(MATERIAL TO PROCESS begins)
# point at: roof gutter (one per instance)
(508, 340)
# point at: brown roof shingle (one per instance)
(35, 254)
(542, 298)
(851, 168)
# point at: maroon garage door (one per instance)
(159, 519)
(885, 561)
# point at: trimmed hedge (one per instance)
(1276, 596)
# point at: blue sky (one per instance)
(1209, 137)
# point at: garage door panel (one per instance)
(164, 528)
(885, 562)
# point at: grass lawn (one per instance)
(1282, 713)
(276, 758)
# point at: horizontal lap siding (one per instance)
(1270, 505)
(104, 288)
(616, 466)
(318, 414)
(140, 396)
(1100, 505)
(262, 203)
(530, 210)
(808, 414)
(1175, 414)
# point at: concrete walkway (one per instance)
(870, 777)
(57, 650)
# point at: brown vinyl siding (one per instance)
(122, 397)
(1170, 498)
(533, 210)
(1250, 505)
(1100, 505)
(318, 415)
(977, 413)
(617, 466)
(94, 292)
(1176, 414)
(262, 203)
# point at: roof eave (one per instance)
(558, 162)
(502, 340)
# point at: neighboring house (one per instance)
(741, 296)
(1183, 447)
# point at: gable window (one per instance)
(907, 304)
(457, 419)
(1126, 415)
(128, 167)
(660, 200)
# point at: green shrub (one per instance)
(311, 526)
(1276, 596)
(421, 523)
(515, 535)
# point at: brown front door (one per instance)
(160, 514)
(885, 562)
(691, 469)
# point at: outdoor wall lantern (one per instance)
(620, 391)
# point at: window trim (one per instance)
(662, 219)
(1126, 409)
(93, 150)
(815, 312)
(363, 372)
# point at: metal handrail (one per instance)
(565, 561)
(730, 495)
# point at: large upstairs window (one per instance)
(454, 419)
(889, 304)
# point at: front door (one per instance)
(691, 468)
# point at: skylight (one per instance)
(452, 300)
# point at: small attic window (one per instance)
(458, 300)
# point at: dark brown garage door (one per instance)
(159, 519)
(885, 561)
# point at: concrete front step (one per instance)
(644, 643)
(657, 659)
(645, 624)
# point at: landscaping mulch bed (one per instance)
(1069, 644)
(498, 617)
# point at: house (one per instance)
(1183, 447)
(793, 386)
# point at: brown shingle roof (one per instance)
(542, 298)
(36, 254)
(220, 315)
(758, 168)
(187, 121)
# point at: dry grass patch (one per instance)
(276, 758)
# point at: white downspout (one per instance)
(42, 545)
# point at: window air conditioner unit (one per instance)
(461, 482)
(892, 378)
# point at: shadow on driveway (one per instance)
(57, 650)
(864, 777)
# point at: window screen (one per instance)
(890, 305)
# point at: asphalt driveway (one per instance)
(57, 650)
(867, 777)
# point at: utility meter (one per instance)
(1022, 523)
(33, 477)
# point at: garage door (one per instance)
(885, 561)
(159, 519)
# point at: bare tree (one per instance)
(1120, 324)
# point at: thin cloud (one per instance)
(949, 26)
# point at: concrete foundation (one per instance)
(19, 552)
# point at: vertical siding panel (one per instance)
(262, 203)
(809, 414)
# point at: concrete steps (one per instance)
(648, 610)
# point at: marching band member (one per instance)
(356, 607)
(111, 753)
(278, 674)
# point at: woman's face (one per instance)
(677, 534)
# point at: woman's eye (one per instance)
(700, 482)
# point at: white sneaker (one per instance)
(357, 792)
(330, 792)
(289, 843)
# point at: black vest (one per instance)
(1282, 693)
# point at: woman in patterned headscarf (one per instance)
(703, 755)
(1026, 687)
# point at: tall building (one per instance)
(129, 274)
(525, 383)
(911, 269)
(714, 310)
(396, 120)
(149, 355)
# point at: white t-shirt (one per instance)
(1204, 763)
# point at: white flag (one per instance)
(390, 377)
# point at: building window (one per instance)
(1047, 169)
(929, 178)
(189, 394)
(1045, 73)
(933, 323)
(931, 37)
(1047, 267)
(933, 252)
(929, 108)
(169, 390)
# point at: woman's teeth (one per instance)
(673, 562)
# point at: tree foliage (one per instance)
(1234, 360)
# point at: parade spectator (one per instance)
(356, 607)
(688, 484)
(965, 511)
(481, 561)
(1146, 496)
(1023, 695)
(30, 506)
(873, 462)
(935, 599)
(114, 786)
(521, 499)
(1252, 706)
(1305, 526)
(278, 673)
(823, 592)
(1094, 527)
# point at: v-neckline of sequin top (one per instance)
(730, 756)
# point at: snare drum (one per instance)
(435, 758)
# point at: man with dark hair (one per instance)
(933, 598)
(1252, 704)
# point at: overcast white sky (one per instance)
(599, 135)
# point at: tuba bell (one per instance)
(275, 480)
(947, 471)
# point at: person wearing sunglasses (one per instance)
(MATERIAL TO PROCESS ends)
Give an exact copy of all the material above.

# point at: roof gutter (one per instance)
(508, 340)
# point at: brown roof shingle (one per instance)
(35, 254)
(542, 298)
(851, 168)
# point at: maroon garage door (one per instance)
(159, 519)
(885, 561)
# point at: trimmed hedge (one per instance)
(1276, 596)
# point at: blue sky (one per instance)
(1209, 137)
# point at: garage door panel (one per instance)
(164, 528)
(885, 562)
# point at: grass lawn (one per instance)
(1282, 713)
(276, 758)
# point at: horizontal lap siding (one per instance)
(1270, 505)
(104, 288)
(616, 466)
(318, 414)
(140, 396)
(1100, 505)
(262, 203)
(530, 210)
(808, 414)
(1175, 414)
# point at: concrete walkway (one per instance)
(870, 777)
(57, 650)
# point at: brown vinyl siding (one per instance)
(122, 397)
(1170, 498)
(533, 210)
(1250, 505)
(1100, 505)
(318, 415)
(977, 413)
(617, 466)
(94, 292)
(1176, 414)
(262, 203)
# point at: roof eave (one per instance)
(558, 162)
(502, 340)
# point at: neighboring house (one per instance)
(741, 296)
(1183, 447)
# point at: gable window (one per instance)
(907, 304)
(457, 419)
(1126, 415)
(128, 167)
(660, 200)
# point at: green shrub (one per instance)
(311, 526)
(1276, 596)
(421, 523)
(515, 535)
# point at: brown front door (one per instance)
(160, 514)
(885, 562)
(691, 469)
# point at: outdoor wall lantern (one per instance)
(620, 391)
# point at: window trim (one per instance)
(662, 219)
(1126, 409)
(93, 150)
(815, 312)
(363, 372)
# point at: metal handrail (one per instance)
(565, 561)
(730, 495)
# point at: large upstairs window (one per instance)
(454, 419)
(889, 304)
# point at: front door (one per instance)
(691, 468)
# point at: skylight (one per instance)
(452, 300)
# point at: small attic window (one per instance)
(458, 300)
# point at: dark brown garage door (one per instance)
(159, 519)
(885, 561)
# point at: concrete front step (one per instance)
(644, 643)
(657, 659)
(645, 624)
# point at: landscaping mulch bed (one per instance)
(1069, 644)
(498, 617)
# point at: house (one per instance)
(1183, 447)
(793, 386)
# point at: brown shingle roof (one per instance)
(542, 298)
(36, 254)
(220, 315)
(758, 168)
(187, 121)
# point at: dry grass patch (one per instance)
(276, 758)
# point at: white downspout (one per instance)
(42, 545)
# point at: window air conditioner unit (one per instance)
(461, 482)
(892, 378)
# point at: shadow on driveway (one per instance)
(57, 650)
(864, 777)
# point at: window screen (one per instance)
(890, 305)
# point at: asphalt driveway (one per instance)
(57, 650)
(867, 777)
# point at: utility meter (one per instance)
(1022, 523)
(33, 477)
# point at: garage door (one per instance)
(885, 561)
(159, 519)
# point at: bare tree (one per instance)
(1120, 324)
# point at: thin cloud (one per instance)
(949, 26)
# point at: concrete foundation (one per instance)
(19, 552)
# point at: vertical siding panel (one per instance)
(262, 203)
(809, 414)
# point at: concrete steps (one per instance)
(648, 610)
# point at: marching band member (one per instance)
(356, 607)
(111, 753)
(278, 674)
# point at: woman's face (one per instance)
(677, 534)
# point at: woman's eye (one per instance)
(700, 482)
# point at: white sneaker (one per instance)
(357, 792)
(330, 792)
(289, 843)
# point at: black vest (one per instance)
(1282, 693)
# point at: woman in patterned headscarf (one per instance)
(703, 755)
(1026, 687)
# point at: tall building (one per instance)
(129, 274)
(525, 383)
(911, 269)
(714, 310)
(396, 120)
(149, 355)
# point at: white t-shirt (one per instance)
(1204, 763)
# point at: white flag (one per instance)
(390, 377)
# point at: building window (one per instance)
(1047, 169)
(929, 178)
(189, 394)
(1045, 73)
(933, 323)
(931, 37)
(1047, 267)
(933, 252)
(929, 108)
(169, 390)
# point at: woman's teeth (one per instance)
(673, 562)
# point at: tree foliage (one per instance)
(1234, 360)
# point at: parade spectator (one per instance)
(356, 607)
(688, 484)
(965, 511)
(481, 561)
(1146, 496)
(1023, 695)
(30, 506)
(873, 462)
(935, 599)
(114, 786)
(521, 499)
(1252, 706)
(1305, 526)
(278, 673)
(823, 592)
(1094, 527)
# point at: v-neckline of sequin top (one per instance)
(730, 756)
# point at: snare drum (one per instance)
(435, 758)
# point at: man with dark hair (one per instance)
(933, 598)
(1252, 704)
# point at: overcast white sky (one per instance)
(599, 135)
# point at: tuba bell (one per instance)
(275, 480)
(947, 471)
# point at: person wearing sunglasses (one per instance)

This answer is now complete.